- Opening Delimiter -
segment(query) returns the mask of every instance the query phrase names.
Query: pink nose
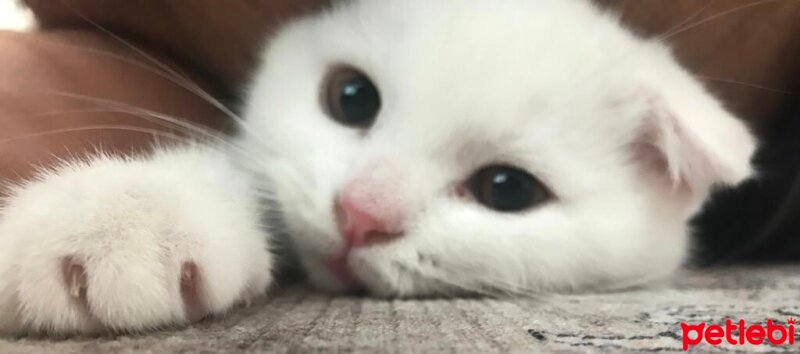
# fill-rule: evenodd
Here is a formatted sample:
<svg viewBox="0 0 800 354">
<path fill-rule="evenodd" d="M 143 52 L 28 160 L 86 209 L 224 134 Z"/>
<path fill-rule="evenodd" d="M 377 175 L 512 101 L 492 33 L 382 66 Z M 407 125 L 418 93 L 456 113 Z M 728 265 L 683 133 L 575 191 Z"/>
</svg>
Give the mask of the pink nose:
- Closing Delimiter -
# Assigned task:
The task calls for every record to be transcribed exactly, with no images included.

# Result:
segment(query) returns the mask of every instance the query phrase names.
Query: pink nose
# fill-rule: evenodd
Here is a formatted sample:
<svg viewBox="0 0 800 354">
<path fill-rule="evenodd" d="M 143 52 L 28 160 L 86 209 L 224 134 Z"/>
<path fill-rule="evenodd" d="M 377 175 L 512 101 L 492 33 L 382 66 Z M 407 125 L 418 93 L 456 113 Z M 728 265 L 683 133 L 575 191 Z"/>
</svg>
Give the mask of the pink nose:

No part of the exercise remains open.